Your task is to repeat the entries underneath exactly, minus the pictures.

-------- WORKING DATA

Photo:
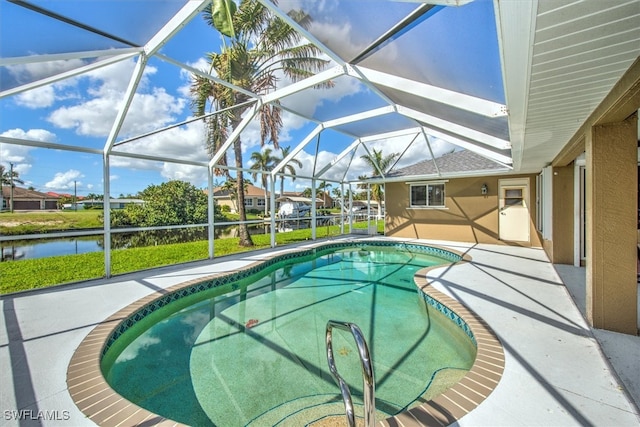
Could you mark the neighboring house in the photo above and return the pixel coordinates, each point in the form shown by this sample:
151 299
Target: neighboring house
24 199
323 201
253 198
113 203
295 206
464 197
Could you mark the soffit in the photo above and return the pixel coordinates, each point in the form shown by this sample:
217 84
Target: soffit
580 50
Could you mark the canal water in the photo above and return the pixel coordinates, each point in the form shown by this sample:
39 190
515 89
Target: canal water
43 248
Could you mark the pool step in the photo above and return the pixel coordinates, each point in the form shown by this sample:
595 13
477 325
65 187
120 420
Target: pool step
309 411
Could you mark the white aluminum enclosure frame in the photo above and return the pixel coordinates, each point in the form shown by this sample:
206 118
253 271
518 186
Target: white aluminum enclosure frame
424 124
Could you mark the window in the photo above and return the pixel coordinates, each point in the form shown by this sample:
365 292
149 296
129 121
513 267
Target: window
427 195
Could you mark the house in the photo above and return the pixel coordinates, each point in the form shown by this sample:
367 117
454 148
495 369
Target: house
464 197
253 198
295 206
25 199
113 203
323 199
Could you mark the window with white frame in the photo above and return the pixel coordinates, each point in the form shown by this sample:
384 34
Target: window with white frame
427 195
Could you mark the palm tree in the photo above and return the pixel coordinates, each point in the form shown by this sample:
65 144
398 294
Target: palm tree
260 45
231 187
9 177
324 190
288 167
378 163
264 162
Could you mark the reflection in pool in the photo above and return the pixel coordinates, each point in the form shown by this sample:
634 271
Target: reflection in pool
252 352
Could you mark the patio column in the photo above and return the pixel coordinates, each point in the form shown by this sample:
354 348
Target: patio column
611 217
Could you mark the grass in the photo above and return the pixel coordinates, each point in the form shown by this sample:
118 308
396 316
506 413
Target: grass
44 272
41 222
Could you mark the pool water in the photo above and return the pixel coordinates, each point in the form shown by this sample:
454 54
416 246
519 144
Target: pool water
253 352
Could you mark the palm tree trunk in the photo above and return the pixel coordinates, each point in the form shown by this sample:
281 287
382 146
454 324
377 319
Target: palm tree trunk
243 231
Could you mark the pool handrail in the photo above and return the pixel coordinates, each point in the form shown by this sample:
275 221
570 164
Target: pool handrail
367 373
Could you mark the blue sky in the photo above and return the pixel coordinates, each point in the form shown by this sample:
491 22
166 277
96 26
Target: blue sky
79 111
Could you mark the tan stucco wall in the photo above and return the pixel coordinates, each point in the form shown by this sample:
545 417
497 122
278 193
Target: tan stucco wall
611 181
469 216
560 248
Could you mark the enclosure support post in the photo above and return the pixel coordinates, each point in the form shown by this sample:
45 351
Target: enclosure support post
313 209
272 209
211 213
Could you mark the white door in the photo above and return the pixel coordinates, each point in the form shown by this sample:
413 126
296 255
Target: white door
513 206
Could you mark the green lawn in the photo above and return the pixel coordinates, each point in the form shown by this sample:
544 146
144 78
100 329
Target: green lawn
44 272
37 222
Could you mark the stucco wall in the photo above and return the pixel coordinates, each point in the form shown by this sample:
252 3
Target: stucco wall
562 245
469 216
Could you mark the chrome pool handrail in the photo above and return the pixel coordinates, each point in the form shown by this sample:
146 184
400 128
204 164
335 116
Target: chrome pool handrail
367 373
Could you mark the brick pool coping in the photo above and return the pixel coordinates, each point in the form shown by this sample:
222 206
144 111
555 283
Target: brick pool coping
103 405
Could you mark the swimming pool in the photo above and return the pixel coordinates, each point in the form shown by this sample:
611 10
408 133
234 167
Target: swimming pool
251 336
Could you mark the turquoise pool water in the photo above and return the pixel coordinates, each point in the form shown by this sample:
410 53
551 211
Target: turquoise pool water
252 351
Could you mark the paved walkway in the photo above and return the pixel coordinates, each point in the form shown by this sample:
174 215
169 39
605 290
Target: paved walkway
555 370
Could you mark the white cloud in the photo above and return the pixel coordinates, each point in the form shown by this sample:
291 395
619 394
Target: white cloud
26 73
65 180
151 108
184 143
19 154
41 97
31 134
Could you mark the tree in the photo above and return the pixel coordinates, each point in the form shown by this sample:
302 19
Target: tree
9 177
288 167
259 46
170 203
323 190
231 187
378 163
264 162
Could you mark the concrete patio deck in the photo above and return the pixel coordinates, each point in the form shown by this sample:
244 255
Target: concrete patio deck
558 371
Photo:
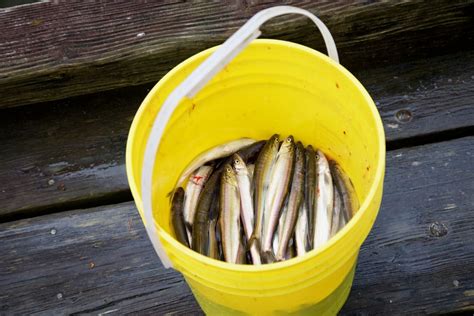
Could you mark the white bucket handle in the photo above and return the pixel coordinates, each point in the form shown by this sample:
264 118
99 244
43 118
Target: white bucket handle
193 84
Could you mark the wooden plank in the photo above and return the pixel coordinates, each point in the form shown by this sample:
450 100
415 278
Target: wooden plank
54 50
84 154
66 153
418 259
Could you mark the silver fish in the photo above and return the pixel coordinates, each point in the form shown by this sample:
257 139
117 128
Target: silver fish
324 201
247 212
230 215
214 153
279 234
295 199
336 213
193 190
261 180
302 231
309 192
346 189
277 191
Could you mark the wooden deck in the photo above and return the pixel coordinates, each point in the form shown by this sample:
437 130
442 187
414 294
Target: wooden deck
72 77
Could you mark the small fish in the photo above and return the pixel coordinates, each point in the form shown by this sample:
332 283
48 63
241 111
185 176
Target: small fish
302 231
291 251
295 199
216 152
309 193
324 201
230 215
277 191
213 241
193 190
251 169
247 212
346 189
241 255
261 180
279 230
336 212
177 216
200 231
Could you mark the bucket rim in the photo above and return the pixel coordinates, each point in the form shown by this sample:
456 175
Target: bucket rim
378 178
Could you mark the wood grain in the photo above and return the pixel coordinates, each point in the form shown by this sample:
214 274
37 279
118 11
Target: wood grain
53 50
418 259
70 153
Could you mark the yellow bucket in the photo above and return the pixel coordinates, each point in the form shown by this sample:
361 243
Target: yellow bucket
270 87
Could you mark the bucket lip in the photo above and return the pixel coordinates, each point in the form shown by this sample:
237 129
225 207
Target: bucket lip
378 178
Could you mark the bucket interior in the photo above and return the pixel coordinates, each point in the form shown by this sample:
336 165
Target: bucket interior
271 87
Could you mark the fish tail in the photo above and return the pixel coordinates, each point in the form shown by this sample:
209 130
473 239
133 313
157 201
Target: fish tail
254 239
268 257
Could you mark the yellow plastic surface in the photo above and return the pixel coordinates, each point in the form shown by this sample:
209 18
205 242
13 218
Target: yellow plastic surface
271 87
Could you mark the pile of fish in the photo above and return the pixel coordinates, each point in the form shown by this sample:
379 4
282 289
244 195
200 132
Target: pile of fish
255 202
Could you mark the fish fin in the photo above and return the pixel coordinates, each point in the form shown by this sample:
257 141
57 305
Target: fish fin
253 238
268 257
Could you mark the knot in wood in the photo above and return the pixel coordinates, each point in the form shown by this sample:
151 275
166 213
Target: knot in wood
438 229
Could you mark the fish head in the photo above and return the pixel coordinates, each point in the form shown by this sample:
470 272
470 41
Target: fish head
275 141
238 163
320 157
228 175
288 144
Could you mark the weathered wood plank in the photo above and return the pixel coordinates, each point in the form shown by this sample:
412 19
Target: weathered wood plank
54 50
100 260
79 143
67 152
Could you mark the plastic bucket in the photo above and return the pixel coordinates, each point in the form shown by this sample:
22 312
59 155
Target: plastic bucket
270 87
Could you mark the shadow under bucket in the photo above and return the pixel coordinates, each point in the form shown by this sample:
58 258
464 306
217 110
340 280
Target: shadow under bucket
270 87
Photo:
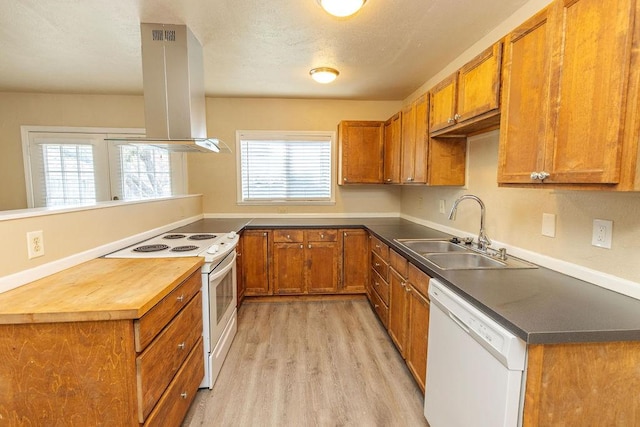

----------------

* **RESULT**
Photo:
Could you mark the neighboring house in the photo above and return the pixel coordinates, each point in the form shown by this sample:
151 299
Target: neighboring house
24 199
323 201
253 198
113 203
295 206
464 197
Could you mark the soffit in the photo above and return the pixel coordinates, each point in the form shown by this sample:
217 84
Target: soffit
580 50
Could you mark the canal water in the photo above and return the pixel coordinates, each point in the form shown by this sample:
39 190
515 89
Target: canal water
43 248
Could you mark the pool step in the photo above and return the pixel coordinates, each point in the form shown by this sample:
595 13
477 325
65 187
120 420
Target: pool step
309 411
Could you mark the white aluminum enclosure frame in the photo above and return the pixel coordinates, each point in the form shown by this sample:
206 118
253 271
518 186
Target: white aluminum enclosure frame
424 124
Could you mark the window in the photo above and return the pixel coordinates, each point in the form shown by this sample:
365 292
149 296
129 121
513 267
Target: window
427 195
Could you mark the house in the photo above and return the pixel coordinates, each point in the form shown by this sample:
367 117
454 148
495 369
Target: house
464 197
253 198
295 206
25 199
113 203
323 199
Could you mark the window with white frame in the photo above and return the pixel coordinates, each point in the form shown by this sample:
384 34
Target: window with white frame
427 195
Could you mark the palm tree in the photo above and return the pixel coordinates, each point in the form shown by this sample:
65 144
398 294
Target: palm tree
260 45
231 187
9 177
324 190
288 167
378 163
264 162
Could you mark the reflection in pool in the photo above and return the pixel coordinates, each point in the form shown by this sample:
634 271
Target: reflection in pool
252 352
Could you mark the patio column in the photo above and return the pixel coordinates, each point in the form shown by this sample:
354 348
Target: patio column
611 217
Could you mark the grass in the photo above and return the pixel coordinates, each point in the form shown by this sample:
118 308
396 316
506 413
Target: grass
44 272
41 222
Could you mark the pool water in the photo above and return the pixel coordinates, each point in the form shown by this sample:
454 54
416 246
519 144
Target: pool water
253 352
Could you mark the palm tree trunk in the photo above and return the pixel coordinates, each point in the form shown by this sample:
281 287
382 146
454 324
377 319
Target: palm tree trunk
243 231
Could you mark the pool handrail in the photo above and return the pixel coordinates, each point in the form shown by this sample:
275 221
570 164
Target: pool handrail
367 373
Could you mark the blue sky in the photo above and return the pixel coordinates, each point in the form shown by this sample:
491 22
166 277
96 26
Target: blue sky
79 111
Could you mark the tan stucco wall in the photo above and return the pixel coordinates, each point in the form shown by this sample:
545 417
497 122
278 193
Target: tan stucco wall
611 181
469 216
560 248
Could you mark the enclosure support post in the photo above and return the pixel coordinates, each point in the form shown by this sample:
45 351
Target: enclosure support post
313 209
272 209
211 213
Could you mark the white door in the photo above and return the pixel coordinates, each point in the form shown by this sample:
413 126
296 255
Target: white door
513 206
Could you mark the green lawn in the photo above and return the pixel coordinates, each point in the form shown by this sample:
544 146
144 78
100 329
Target: green lawn
44 272
37 222
Could you mark the stucco wall in the photo above and return the pixel coordinates, each point in the form shown by this sample:
252 3
Target: stucco wall
562 245
469 216
Could you mark the chrome pool handrail in the photo above and return the pixel coordinates, each point in the form shown by this sample:
146 184
400 128
204 164
335 116
Target: chrome pool handrail
367 373
Could you mark the brick pool coping in the photo above and return the pixel coordinates, each point in the form shown by this sample:
222 206
144 111
555 283
Target: brick pool coping
103 405
Could you mark the swimming pool in the photo above and return the pixel coordinates, each point in the form shown by this sample:
611 10
408 133
234 167
Target: swimming pool
251 336
Could you mark the turquoise pool water in the photo above and return the pixel coordinates, each point in the form shown by this sample:
410 53
551 211
Target: turquoise pool water
252 351
Could you mark the paved walkway in the photo above and return the pixel coordinates, each point in the form shown by this sample:
174 215
169 39
605 290
Target: paved walkway
555 370
Could you mark the white cloud in the photo above and return the pixel coordinates, each point in the form shown by this sample:
291 395
619 394
Target: white cloud
26 73
65 180
151 108
184 143
19 154
41 97
31 134
Could you mark the tree in the photo above and return the pixel coordinates, each point in the form shown by this sample:
302 19
Target: tree
9 177
288 167
259 46
170 203
323 190
231 187
378 163
264 162
Could you mark the concrete patio deck in the photo above and return the pixel coordinates, each point in the form shown by this sample:
244 255
Target: concrete patio deck
558 371
Photo:
Could you mark the white bucket handle in the photo above and return the pixel coordinates, each point in the form shown by this sample:
264 118
99 244
43 118
Target: white bucket handle
193 84
Could you mark the wooden plank in the photo above and return the pixel coordinates, each point in the form shown by this sample:
450 100
415 278
Target: wooden plank
54 50
84 154
66 153
418 259
Could you mark the silver fish in the photo above and return the pixel coordinates, each point in the form shown by this sample:
257 139
117 128
Target: silver fish
324 201
247 212
230 215
214 153
279 234
295 199
336 213
193 190
261 180
302 231
309 192
346 189
277 191
Could you mark the wooden deck in the photo above and return the pixel coordinates, each point in the form shown by this sample:
437 130
442 187
414 294
Target: wooden deck
72 77
Could you mark the small fish in the photo above and return the pixel coordinates, each point in the form shown by this sample:
332 283
48 63
241 111
185 176
Target: small fish
302 231
291 251
295 199
216 152
309 193
324 201
230 215
277 191
213 241
193 190
251 169
247 212
346 189
241 255
261 180
279 230
336 212
177 216
200 231
Could you mark the bucket rim in the photo above and return the pixel coordinates, each point in the form shown by this sample:
456 175
Target: bucket rim
378 178
Could you mark the wood grain in the photo above and return the pixel coordinates, each point in the form shown by this sample:
214 274
37 279
118 11
Target: wood grain
53 50
418 259
70 153
Could you mark the yellow bucket in the photo above and return the pixel coordinates, each point in the form shown by this sample:
361 243
Target: yellow bucket
270 87
Could you mark the bucket lip in the photo above and return the pixel coordinates, each point in the form shown by this sample:
237 129
225 207
Target: bucket lip
378 178
Could you mark the bucket interior in the photo above and return the pixel coordinates, each point in the form shown by this sample:
336 165
Target: bucket interior
271 87
Could you mark the fish tail in the photo above and return the pixel coordinates, each point in the form shown by this sample:
209 130
473 239
133 313
157 201
Target: fish tail
254 239
268 257
Could you mark the yellow plastic surface in the photo above and return the pixel coordinates, each point in the form shown by this sample:
209 18
205 242
13 218
Target: yellow plastic surface
271 87
Could you mark the pile of fish in the photo above and return the pixel coordinates, each point in the form shown by this sample:
379 4
282 289
244 195
200 132
Target: pile of fish
255 202
Could you mark the fish fin in the photo above and return the pixel coordinates, each point in the form shown by this sample:
257 141
57 305
Target: fish fin
253 238
268 257
Could you mark the knot in wood in the photo above and return the pixel coordinates, each point in the form shown by this sample:
151 275
166 213
Target: knot in wood
438 229
Could you mark the fish head in the photo above and return the pixel coordinates, each point in the form shown by this sample:
470 272
470 41
Target: fish head
275 141
238 163
320 157
228 175
288 144
Could you mark the weathered wood plank in the photo above and return the pixel coordinates, each point in the form shown by this sample:
412 19
Target: weathered wood plank
54 50
100 260
79 143
67 152
Could you mark the plastic bucket in the photo above and return the pixel coordinates, each point in the form shown by this sample:
22 312
59 155
Target: plastic bucket
270 87
Could you mark the shadow under bucket in the photo above and return the pixel coordinates, each point in the form shown by this sample:
58 258
464 306
217 110
340 280
Target: shadow under bucket
270 87
Photo:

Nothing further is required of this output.